From the line that holds "[pin] gravel ground -- one per line" to the last line of the data, copy everything exactly; leave out all the rest.

________________________________________

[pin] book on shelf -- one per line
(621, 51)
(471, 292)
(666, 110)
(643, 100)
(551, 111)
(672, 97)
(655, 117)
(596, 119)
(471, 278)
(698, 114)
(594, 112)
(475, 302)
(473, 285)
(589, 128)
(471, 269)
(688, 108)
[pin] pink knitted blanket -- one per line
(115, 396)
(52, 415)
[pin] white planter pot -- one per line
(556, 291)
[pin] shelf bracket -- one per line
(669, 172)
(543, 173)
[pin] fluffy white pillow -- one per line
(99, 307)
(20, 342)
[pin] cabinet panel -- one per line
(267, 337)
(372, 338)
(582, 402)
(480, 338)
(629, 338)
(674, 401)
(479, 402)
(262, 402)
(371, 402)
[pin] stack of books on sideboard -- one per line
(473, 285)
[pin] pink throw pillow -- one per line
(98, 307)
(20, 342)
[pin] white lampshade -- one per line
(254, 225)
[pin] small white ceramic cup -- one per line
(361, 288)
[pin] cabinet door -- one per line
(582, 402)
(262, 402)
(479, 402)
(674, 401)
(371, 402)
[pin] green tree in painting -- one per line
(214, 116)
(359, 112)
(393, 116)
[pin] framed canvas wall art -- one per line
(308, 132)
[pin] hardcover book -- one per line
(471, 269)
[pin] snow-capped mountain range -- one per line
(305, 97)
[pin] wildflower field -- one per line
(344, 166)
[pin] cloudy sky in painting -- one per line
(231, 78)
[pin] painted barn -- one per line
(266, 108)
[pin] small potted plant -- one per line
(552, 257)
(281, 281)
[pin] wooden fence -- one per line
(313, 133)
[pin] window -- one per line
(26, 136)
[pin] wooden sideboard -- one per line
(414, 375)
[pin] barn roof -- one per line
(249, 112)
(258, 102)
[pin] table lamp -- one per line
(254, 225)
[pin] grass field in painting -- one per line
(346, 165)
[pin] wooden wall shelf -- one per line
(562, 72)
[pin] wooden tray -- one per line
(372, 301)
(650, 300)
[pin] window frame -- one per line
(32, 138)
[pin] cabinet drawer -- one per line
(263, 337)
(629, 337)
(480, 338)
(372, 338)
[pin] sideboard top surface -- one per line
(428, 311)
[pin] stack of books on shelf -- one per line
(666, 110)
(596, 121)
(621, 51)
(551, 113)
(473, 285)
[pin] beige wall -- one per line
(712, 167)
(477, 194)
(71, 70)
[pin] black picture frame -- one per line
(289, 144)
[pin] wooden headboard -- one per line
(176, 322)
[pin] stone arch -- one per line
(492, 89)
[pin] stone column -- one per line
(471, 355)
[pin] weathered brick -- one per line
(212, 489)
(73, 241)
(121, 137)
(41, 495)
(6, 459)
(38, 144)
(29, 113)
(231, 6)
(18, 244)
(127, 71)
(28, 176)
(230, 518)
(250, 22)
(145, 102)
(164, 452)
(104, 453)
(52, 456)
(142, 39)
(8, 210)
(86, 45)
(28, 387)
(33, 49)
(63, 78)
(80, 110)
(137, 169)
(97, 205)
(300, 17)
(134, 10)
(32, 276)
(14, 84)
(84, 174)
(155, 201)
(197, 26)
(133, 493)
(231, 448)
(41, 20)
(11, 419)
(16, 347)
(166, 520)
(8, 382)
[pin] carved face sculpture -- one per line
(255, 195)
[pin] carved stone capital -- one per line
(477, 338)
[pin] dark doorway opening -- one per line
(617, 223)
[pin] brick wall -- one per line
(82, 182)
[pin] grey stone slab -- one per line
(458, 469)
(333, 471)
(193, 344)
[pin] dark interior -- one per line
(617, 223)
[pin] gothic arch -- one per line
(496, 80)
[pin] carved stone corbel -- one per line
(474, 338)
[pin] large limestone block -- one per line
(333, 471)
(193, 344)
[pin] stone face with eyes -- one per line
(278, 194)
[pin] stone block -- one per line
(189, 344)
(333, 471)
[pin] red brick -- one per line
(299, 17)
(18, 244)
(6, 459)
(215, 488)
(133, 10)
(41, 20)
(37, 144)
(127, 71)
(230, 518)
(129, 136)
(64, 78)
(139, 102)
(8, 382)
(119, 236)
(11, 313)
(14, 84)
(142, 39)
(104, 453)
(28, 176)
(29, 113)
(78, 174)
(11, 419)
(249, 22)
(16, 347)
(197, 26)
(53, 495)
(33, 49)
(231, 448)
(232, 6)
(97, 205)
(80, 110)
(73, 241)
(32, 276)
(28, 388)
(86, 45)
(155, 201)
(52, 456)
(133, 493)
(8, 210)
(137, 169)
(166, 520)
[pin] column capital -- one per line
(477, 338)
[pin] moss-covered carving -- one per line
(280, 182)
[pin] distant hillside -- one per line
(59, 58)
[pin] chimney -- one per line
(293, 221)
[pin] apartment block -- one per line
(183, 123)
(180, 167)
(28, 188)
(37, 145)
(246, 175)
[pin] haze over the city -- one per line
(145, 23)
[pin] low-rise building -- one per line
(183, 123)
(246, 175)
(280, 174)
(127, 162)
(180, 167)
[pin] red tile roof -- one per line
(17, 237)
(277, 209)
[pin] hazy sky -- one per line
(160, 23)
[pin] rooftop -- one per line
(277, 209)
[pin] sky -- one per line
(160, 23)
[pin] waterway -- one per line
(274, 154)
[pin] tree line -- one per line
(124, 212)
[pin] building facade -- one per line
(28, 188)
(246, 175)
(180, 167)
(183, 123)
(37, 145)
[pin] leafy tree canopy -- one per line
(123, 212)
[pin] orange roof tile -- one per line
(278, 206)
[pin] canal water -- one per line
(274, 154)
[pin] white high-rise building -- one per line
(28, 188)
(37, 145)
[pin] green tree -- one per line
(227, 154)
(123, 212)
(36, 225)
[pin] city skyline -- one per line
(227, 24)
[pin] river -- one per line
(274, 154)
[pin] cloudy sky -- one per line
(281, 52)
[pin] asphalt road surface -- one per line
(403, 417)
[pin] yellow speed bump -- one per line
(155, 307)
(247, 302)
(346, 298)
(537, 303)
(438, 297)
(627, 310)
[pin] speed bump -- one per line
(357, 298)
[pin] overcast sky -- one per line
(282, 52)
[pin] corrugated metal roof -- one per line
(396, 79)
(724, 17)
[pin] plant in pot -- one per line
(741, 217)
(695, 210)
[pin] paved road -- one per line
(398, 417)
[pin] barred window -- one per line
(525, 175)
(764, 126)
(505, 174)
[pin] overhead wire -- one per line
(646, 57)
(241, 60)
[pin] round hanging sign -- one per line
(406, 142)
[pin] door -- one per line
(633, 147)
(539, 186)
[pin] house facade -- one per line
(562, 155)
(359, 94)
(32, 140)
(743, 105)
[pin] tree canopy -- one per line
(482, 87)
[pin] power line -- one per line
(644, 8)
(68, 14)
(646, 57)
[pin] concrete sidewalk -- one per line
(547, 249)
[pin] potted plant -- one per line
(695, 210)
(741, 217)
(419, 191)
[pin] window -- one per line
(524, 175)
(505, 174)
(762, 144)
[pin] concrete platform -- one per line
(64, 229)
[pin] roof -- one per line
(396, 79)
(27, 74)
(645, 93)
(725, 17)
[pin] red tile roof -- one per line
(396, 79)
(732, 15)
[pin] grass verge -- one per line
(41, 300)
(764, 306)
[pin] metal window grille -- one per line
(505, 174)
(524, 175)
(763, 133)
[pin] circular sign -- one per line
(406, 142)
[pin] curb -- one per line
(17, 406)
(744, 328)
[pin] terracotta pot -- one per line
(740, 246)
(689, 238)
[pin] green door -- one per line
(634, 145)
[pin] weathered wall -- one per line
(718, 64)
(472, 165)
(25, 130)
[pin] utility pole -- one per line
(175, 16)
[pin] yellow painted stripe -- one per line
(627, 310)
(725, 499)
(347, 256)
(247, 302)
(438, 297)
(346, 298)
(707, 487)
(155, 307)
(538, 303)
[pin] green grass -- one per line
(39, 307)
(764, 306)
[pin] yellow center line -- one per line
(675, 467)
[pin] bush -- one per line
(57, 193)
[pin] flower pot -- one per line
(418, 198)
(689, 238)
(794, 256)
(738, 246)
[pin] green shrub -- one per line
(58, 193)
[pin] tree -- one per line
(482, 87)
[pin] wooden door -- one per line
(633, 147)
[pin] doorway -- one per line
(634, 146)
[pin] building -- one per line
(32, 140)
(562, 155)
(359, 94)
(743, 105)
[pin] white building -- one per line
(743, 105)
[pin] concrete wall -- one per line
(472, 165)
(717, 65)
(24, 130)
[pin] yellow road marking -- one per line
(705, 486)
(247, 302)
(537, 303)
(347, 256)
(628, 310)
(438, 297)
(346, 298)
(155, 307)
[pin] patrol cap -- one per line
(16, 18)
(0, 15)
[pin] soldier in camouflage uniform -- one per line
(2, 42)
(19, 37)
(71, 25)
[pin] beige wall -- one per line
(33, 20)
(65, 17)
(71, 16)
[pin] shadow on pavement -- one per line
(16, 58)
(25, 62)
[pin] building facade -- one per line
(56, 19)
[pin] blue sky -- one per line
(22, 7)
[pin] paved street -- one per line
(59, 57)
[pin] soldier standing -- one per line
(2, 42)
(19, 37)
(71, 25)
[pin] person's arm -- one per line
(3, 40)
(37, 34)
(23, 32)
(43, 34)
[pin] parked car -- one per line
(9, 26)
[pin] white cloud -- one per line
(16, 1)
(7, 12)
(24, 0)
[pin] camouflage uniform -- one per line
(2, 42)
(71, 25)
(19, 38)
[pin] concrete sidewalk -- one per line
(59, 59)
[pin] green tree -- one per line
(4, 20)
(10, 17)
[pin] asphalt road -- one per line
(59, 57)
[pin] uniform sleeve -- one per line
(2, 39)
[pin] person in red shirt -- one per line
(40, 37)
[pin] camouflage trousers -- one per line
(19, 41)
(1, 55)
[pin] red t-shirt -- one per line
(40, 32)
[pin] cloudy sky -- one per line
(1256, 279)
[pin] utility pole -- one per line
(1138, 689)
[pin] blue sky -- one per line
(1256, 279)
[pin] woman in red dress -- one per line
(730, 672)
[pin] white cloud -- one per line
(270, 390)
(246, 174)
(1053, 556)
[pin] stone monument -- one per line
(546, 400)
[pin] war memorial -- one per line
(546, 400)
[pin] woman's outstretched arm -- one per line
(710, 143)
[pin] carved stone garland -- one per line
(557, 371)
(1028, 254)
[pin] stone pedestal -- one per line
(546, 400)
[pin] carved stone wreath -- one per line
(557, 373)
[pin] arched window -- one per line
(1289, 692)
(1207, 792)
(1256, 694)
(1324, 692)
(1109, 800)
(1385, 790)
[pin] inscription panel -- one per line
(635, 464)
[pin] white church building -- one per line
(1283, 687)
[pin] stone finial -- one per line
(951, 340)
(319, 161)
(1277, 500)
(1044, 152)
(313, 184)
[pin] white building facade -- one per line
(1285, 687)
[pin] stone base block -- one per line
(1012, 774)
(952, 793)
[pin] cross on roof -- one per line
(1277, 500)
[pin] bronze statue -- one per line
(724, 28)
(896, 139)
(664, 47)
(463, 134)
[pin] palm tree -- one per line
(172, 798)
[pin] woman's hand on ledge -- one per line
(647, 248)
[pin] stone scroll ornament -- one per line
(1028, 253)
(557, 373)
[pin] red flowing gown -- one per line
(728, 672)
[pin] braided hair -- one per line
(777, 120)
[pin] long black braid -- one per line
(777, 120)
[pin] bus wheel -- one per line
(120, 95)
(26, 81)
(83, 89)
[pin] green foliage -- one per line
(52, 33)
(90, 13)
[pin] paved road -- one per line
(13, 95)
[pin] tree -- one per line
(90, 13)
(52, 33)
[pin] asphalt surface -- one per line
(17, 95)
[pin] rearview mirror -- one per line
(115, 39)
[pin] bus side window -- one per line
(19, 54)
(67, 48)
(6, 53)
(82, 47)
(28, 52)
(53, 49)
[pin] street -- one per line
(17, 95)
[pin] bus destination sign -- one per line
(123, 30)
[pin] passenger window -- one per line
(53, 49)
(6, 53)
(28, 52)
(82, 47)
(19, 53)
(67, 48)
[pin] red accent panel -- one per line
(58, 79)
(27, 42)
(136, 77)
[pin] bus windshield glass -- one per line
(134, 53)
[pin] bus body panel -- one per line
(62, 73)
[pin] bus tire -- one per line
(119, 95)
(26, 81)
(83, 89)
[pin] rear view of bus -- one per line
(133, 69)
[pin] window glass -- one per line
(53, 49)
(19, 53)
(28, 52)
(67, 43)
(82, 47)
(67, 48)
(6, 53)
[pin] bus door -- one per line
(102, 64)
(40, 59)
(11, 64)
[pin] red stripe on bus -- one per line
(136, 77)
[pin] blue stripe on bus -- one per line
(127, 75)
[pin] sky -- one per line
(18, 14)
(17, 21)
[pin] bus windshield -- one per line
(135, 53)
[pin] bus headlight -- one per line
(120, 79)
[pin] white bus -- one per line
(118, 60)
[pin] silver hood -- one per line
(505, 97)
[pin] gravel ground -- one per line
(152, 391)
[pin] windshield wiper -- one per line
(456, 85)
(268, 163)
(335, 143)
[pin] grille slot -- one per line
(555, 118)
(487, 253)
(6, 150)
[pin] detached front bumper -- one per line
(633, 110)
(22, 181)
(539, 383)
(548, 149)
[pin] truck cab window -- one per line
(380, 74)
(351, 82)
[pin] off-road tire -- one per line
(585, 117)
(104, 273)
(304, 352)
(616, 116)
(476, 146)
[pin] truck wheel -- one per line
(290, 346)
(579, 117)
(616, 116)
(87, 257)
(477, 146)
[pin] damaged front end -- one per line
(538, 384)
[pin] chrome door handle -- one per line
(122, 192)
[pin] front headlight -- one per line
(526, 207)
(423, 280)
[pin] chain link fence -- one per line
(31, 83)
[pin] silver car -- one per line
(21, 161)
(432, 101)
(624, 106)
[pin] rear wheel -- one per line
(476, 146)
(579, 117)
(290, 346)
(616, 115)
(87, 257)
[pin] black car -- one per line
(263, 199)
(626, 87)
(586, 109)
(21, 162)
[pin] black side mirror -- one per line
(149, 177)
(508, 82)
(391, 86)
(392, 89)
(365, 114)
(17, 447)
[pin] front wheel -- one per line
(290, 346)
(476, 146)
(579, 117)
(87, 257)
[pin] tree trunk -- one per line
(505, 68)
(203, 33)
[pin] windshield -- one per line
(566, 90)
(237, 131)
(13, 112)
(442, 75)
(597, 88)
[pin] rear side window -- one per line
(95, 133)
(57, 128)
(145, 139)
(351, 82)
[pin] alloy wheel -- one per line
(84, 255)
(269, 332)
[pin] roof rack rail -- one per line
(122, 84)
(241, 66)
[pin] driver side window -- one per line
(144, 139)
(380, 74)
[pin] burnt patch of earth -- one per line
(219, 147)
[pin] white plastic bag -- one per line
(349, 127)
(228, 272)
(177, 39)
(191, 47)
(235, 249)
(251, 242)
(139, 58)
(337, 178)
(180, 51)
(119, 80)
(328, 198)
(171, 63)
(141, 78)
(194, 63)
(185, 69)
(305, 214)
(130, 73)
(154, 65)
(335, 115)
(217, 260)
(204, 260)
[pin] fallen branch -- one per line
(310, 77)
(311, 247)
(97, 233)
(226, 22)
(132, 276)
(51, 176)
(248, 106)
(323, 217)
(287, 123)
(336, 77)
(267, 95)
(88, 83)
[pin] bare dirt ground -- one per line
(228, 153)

________________________________________

→ **Full response**:
[pin] gravel ground -- one per line
(152, 391)
[pin] windshield wiper -- one per line
(456, 85)
(268, 163)
(335, 143)
[pin] grille slot -- one per line
(555, 118)
(487, 253)
(6, 150)
[pin] detached front bumper -- one per line
(633, 110)
(22, 181)
(539, 383)
(548, 149)
[pin] truck cab window -- one per line
(380, 74)
(351, 82)
[pin] off-road tire -- one per line
(585, 117)
(104, 273)
(304, 352)
(616, 116)
(476, 146)
[pin] truck wheel -- one per line
(290, 346)
(579, 117)
(616, 116)
(87, 257)
(477, 146)
[pin] damaged front end -- one per line
(538, 384)
[pin] chrome door handle -- one per line
(122, 192)
[pin] front headlight -- one per line
(526, 207)
(423, 280)
[pin] chain link fence -- one per line
(31, 83)
[pin] silver car -- one per line
(21, 161)
(432, 101)
(624, 106)
[pin] rear wheel -- one per line
(476, 146)
(579, 117)
(290, 346)
(616, 115)
(87, 257)
[pin] black car -- one per line
(263, 199)
(626, 87)
(586, 109)
(21, 162)
[pin] black side mirror -- one per line
(149, 177)
(508, 82)
(391, 86)
(392, 89)
(365, 114)
(17, 447)
[pin] front wheel -- one per line
(290, 346)
(476, 146)
(579, 117)
(87, 257)
[pin] tree trunk -- one per line
(505, 68)
(203, 33)
[pin] windshield -- one per line
(566, 90)
(237, 131)
(13, 112)
(442, 75)
(597, 88)
[pin] rear side window -- one per line
(95, 133)
(57, 128)
(145, 139)
(351, 82)
[pin] alloy wheel -- one per line
(84, 255)
(269, 332)
[pin] roof rack rail -- one per line
(122, 84)
(241, 66)
[pin] driver side window -- one per line
(144, 139)
(380, 74)
[pin] burnt patch of earth -- one per line
(219, 147)
[pin] white plastic bag -- one per line
(349, 127)
(228, 272)
(177, 39)
(191, 47)
(235, 249)
(251, 242)
(139, 58)
(337, 178)
(180, 51)
(119, 80)
(328, 198)
(171, 63)
(141, 78)
(194, 63)
(185, 69)
(305, 214)
(130, 73)
(154, 65)
(335, 115)
(217, 260)
(204, 260)
[pin] fallen branch -- one per line
(310, 77)
(311, 247)
(97, 233)
(226, 22)
(132, 276)
(51, 176)
(248, 106)
(323, 217)
(287, 123)
(336, 77)
(267, 95)
(88, 83)
[pin] bare dirt ground -- one per line
(228, 153)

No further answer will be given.